>> Start Selected passage

Bernie Segal was reaching new heights of indignation. "The fact that the government might want to attack her statement," he told Judge Dupree, "does not deny the defendant the right to introduce it. If it was the United States prosecuting someone for murder and it had these kinds of statements and so-called admissions by the defendant, would the court for a moment hesitate to let the government introduce it?

"I find it difficult to believe that any court would hesitate to let the government put it in. The fact that someone is crying and weeping when they are talking about a murder that is horrendous does not make it inadmissible.

"The fact that later on they say, 'I would like to pull it back and withdraw it,' can't affect admissibility. It goes to weight. That is the issue.

"We want everything that she said to come out. The fact that she both admits and denies, in my judgment and my experience, has never precluded a confession or admission from being put into evidence.

"Many a defendant has said, you know, to the police officer while being taken to the station, 'Yeah, I was involved.' Then he gets to the station and they get a formal statement. 'Oh, no, I will not admit that on paper,' the defendant screams. 'You cannot let that thing in. I mean, I said I didn't do it.' The court says, 'It's for the jury to decide which statements are admissible.'

"Why is the defendant here now being told that after he has done the job that should have been done by somebody else, he can't offer the evidence? It just seems to me that we have established beyond any reasonable argument the right to put this forward."

Responding, Brian Murtagh once again quoted that portion of Federal Rule 804 (b) (3) which pertained to trustworthiness of the statements. "Your honor," he said, "first of all, Ms. Stoeckley's statements are not clearly admissions of guilt. If anything, what they are is what has been brought out on direct and cross-examination: that the woman doesn't know where she was that night; that she was being constantly interrogated by the police; and that she began to have fears about not being able to account for where she was.

"And these statements cannot be taken out of that context and out of the context that the woman has been a drug addict, has had hepatitis, has been incoherent and—to use the description of one of the witnesses—hysterical. So it seems to me that these statements are not trustworthy, and they certainly are being offered to exculpate the accused."

>> End Selected passage
>> Start Data supplied

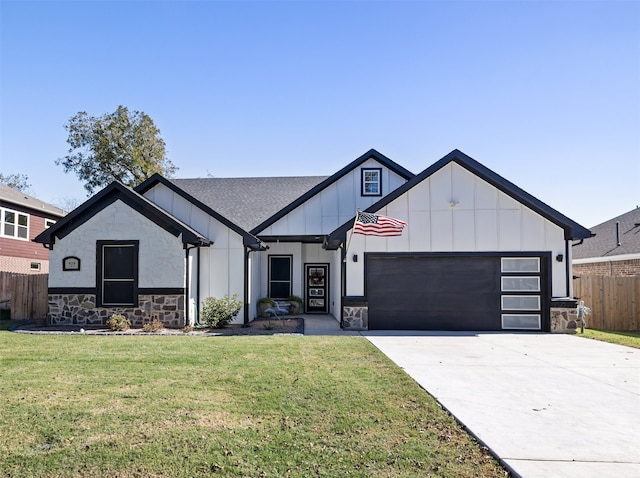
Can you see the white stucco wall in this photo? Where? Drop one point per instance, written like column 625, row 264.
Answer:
column 335, row 205
column 221, row 267
column 455, row 211
column 161, row 256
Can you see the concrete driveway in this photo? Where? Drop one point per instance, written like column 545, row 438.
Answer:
column 547, row 405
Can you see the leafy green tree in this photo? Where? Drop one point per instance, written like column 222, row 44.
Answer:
column 19, row 182
column 121, row 146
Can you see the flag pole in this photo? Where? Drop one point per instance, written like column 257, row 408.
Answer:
column 351, row 235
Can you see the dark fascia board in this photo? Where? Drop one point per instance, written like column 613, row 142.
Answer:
column 572, row 230
column 249, row 240
column 306, row 239
column 371, row 154
column 137, row 202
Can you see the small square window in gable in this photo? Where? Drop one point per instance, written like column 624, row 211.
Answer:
column 371, row 181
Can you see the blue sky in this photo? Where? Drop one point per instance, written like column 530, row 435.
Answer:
column 545, row 93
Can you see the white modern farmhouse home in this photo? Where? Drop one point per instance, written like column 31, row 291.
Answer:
column 477, row 252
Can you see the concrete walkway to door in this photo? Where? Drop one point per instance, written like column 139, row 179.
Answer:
column 547, row 405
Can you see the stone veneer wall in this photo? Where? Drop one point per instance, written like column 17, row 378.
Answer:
column 628, row 267
column 80, row 309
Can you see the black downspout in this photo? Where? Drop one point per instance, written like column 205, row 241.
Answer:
column 567, row 268
column 246, row 284
column 343, row 273
column 197, row 309
column 186, row 286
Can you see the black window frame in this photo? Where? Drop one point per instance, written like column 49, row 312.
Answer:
column 100, row 281
column 363, row 172
column 290, row 281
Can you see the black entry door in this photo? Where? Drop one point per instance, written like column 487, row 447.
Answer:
column 433, row 292
column 317, row 288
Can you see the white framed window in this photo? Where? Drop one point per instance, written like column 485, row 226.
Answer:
column 371, row 184
column 520, row 264
column 521, row 321
column 280, row 274
column 520, row 284
column 520, row 302
column 14, row 224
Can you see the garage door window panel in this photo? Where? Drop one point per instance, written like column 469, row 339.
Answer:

>> End Data supplied

▸ Direction 1
Write out the entire passage on the courtroom argument over admitting Ms. Stoeckley's statements, word for word.
▸ Direction 2
Reproduce the records exactly, from the start of the records down to the line containing "column 477, row 252", including both ends. Leave the pictures out.

▸ Exercise answer 1
Bernie Segal was reaching new heights of indignation. "The fact that the government might want to attack her statement," he told Judge Dupree, "does not deny the defendant the right to introduce it. If it was the United States prosecuting someone for murder and it had these kinds of statements and so-called admissions by the defendant, would the court for a moment hesitate to let the government introduce it?

"I find it difficult to believe that any court would hesitate to let the government put it in. The fact that someone is crying and weeping when they are talking about a murder that is horrendous does not make it inadmissible.

"The fact that later on they say, 'I would like to pull it back and withdraw it,' can't affect admissibility. It goes to weight. That is the issue.

"We want everything that she said to come out. The fact that she both admits and denies, in my judgment and my experience, has never precluded a confession or admission from being put into evidence.

"Many a defendant has said, you know, to the police officer while being taken to the station, 'Yeah, I was involved.' Then he gets to the station and they get a formal statement. 'Oh, no, I will not admit that on paper,' the defendant screams. 'You cannot let that thing in. I mean, I said I didn't do it.' The court says, 'It's for the jury to decide which statements are admissible.'

"Why is the defendant here now being told that after he has done the job that should have been done by somebody else, he can't offer the evidence? It just seems to me that we have established beyond any reasonable argument the right to put this forward."

Responding, Brian Murtagh once again quoted that portion of Federal Rule 804 (b) (3) which pertained to trustworthiness of the statements. "Your honor," he said, "first of all, Ms. Stoeckley's statements are not clearly admissions of guilt. If anything, what they are is what has been brought out on direct and cross-examination: that the woman doesn't know where she was that night; that she was being constantly interrogated by the police; and that she began to have fears about not being able to account for where she was.

"And these statements cannot be taken out of that context and out of the context that the woman has been a drug addict, has had hepatitis, has been incoherent and—to use the description of one of the witnesses—hysterical. So it seems to me that these statements are not trustworthy, and they certainly are being offered to exculpate the accused."

▸ Exercise answer 2
Can you see the white stucco wall in this photo? Where? Drop one point per instance, written like column 625, row 264.
Answer:
column 335, row 205
column 221, row 267
column 455, row 211
column 161, row 256
Can you see the concrete driveway in this photo? Where? Drop one point per instance, written like column 545, row 438.
Answer:
column 547, row 405
Can you see the leafy green tree in this photo? Where? Drop one point per instance, written like column 222, row 44.
Answer:
column 19, row 182
column 121, row 146
Can you see the flag pole in this photo? Where? Drop one point per instance, written like column 257, row 408.
Answer:
column 351, row 235
Can you see the dark fascia board in this photo? Where? Drop one point per instance, written like column 613, row 142.
Answer:
column 572, row 230
column 249, row 240
column 306, row 239
column 371, row 154
column 137, row 202
Can you see the small square window in gable in this photo? Where? Drop one point per instance, written like column 624, row 211.
Answer:
column 371, row 181
Can you see the blue sky in this photo? Where? Drop one point per instance, written like column 530, row 435.
Answer:
column 545, row 93
Can you see the white modern farmhouse home in this photo? Where? Drop one point per instance, written like column 31, row 291.
Answer:
column 477, row 252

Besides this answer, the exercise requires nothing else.